***** Extracted material *****

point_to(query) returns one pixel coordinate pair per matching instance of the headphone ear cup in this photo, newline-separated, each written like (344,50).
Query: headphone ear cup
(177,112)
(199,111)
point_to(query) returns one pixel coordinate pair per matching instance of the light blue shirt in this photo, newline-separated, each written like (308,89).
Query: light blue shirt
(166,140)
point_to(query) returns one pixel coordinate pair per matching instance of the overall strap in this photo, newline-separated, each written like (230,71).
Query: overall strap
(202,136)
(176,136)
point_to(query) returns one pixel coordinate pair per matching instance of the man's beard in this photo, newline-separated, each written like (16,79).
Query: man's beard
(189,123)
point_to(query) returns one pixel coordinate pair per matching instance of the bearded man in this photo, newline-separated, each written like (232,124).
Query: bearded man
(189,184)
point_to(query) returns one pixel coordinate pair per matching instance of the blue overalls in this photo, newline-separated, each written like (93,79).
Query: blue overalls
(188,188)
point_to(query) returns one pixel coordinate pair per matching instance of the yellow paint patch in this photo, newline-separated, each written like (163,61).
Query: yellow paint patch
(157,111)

*****

**Problem description:** Copy out all the rows above, replacing every "newline-separated" with "one per line" and leaving everything else as it is.

**Output below:**
point_to(query) returns one pixel coordinate pair per matching instance of the headphone ear cup in this photo, one per line, each written like (344,50).
Query: headphone ear cup
(177,112)
(199,111)
point_to(query) returns one pixel coordinate pair per matching instance of the light blue shirt in this photo, one per line, each written like (308,89).
Query: light blue shirt
(166,140)
point_to(query) returns one pixel coordinate pair per matching instance of the overall strap in this photo, one per line, each written like (230,71).
Query: overall strap
(202,136)
(176,136)
point_to(query) returns one pixel coordinate pair per matching instance of the man's beard in this photo, one per line, each written like (16,79).
Query: man's beard
(189,123)
point_to(query) returns one pixel coordinate pair per matching instance of the bearded man in this photo, one per line, each written like (232,124).
Query: bearded man
(189,184)
point_to(query) returns one pixel coordinate pair per matching instance of the blue overalls in this photo, one per line, each written like (93,79).
Query: blue overalls
(188,188)
point_to(query) returns one pixel coordinate pair per matching instance of the yellow paint patch in this photo, one per line, each written like (163,61).
Query: yellow paint patch
(157,111)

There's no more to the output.